_EXTRACTED TEXT_
#####

Plus, I used to work with Dug Song, one of the founders of Duo. Smart guy. I trust him to have done his homework.

Comment Who authenticates to whom? (Score 1) 419

What kind of numbnuts trusts a phone number given to them by the person being authenticated? "Here, call my accomplice-- er, I mean account rep, and he'll verify me." Yeah, pull the other one.

Unfortunately, even my credit card issuer can't get this right. They called me about some charges. "Now sir, to verify that I'm really talking to the account holder, what is your social security number?" Um, no. YOU called ME. You can reasonably assume that the phone number you have on file for me is valid. It's up to YOU to prove to ME that you're from my credit card company. "But sir, we ask this for your own security..." Eventually I got them to give me a ticket number so I could call the number printed on my card and get back to them. Turns out it actually was my issuer calling, not a scammer. Guys, you really should know better!

Comment What an utterly pointless article (Score 1) 60

What an utterly pointless article. IF we had an Internet-of-Things, and IF they all talked with each other directly instead of needing infrastructure, and IF emergency services were prioritized over regular traffic, and IF people were cool with having random devices they own connect to random devices other people own for the sole purpose of forwarding messages in a mesh network, THEN we could use the IoT as a spiffy disaster-resistant emergency network.

No shit? Is that all it takes? Sounds like someone trying desperately to figure out just why the hell anyone would want an Internet-connected toaster, anyway. Emergency services, yeah, that will sell it!

Comment Re:Don't buy cheap android (Score 3, Interesting) 291

Two words: "Market Differentiation". I once worked for a company which made printers. One printer line had a low-end model and a high-end model. The hardware was identical except for two things: (1) The print head, which produced higher-quality output and was more durable in the high-end model; and (2) the color of the case. That's it. Otherwise they were identical. The marketing guys decided that the print quality alone wouldn't tempt people towards the high-end model, so they required us to hobble the software. The same software build was loaded into each model, but if it detected the cheap print head it inserted wait-states into memory access to force about a 30% decrease in formatting speed. Voila! Now the high-end product had enough benefit to justify the price difference!

#####

_DATASET EXCERPTS_
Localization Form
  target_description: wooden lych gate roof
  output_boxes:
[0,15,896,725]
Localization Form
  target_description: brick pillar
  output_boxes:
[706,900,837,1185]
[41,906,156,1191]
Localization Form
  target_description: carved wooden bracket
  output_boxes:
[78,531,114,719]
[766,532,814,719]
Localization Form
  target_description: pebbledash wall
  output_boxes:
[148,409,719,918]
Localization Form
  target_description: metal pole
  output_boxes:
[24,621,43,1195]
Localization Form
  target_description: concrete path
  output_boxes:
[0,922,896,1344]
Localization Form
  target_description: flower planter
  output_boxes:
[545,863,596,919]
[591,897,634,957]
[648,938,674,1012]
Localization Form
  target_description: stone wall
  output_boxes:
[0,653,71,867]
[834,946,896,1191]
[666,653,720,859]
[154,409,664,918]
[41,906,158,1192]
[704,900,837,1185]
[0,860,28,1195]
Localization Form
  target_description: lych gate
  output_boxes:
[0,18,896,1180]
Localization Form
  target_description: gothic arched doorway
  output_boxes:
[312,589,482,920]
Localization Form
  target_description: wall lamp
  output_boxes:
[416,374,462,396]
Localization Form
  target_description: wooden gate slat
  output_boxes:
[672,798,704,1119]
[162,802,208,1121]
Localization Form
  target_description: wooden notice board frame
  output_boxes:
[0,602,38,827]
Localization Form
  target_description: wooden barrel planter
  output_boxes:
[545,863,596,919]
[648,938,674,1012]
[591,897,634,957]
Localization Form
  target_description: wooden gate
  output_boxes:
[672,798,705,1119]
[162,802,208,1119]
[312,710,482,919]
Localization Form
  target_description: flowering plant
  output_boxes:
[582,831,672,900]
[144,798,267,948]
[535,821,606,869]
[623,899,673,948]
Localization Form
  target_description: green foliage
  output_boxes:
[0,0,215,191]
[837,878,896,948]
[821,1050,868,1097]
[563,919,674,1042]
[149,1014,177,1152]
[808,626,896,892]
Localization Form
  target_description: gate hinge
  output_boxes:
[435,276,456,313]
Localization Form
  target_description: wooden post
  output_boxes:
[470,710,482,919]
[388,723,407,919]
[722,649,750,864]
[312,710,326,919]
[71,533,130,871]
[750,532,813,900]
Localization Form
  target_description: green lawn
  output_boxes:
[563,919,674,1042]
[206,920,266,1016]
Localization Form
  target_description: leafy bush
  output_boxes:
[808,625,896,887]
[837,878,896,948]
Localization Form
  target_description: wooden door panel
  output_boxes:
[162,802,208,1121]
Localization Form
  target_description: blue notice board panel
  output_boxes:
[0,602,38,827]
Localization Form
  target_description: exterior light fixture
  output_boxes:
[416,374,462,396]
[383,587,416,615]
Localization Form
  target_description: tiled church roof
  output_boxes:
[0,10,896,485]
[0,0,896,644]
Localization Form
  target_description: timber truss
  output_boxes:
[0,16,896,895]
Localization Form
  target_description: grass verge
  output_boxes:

#####

_EXERCISE SET_
- A) In the forum comments, by roughly how much did the hobbled software cut formatting speed on the low-end printer?
- B) Pick up the forum comments right after their last sentence and keep writing.
You can do this without the items.

_ANSWERS TO THIS EXERCISE_
- A) About 30%.

- B)
tl;dr: Sometimes yes, companies will expend extra effort to intentionally make a crappier product, if it means that they'll sell more of an expensive higher-profit-margin product. And yes, it drives the engineers completely bananas.

Comment Performance Art (Score 1) 100

Anderson isn't aiming to supplant Bitcoin, or even challenge the money-exchange model that drives society. But he's hoping it will change the way people think about currency

Ah, so the whole thing's just a performance art piece, not a serious proposal. Good to know. Now we can just ignore him until he goes away.

Comment Re:So this means... (Score 1) 214

For me, price is also a factor. Watching it just while cooking alone or something, I don't want to pay $5 for something that is just not that good. Crappy stream quality also doesn't matter in that case.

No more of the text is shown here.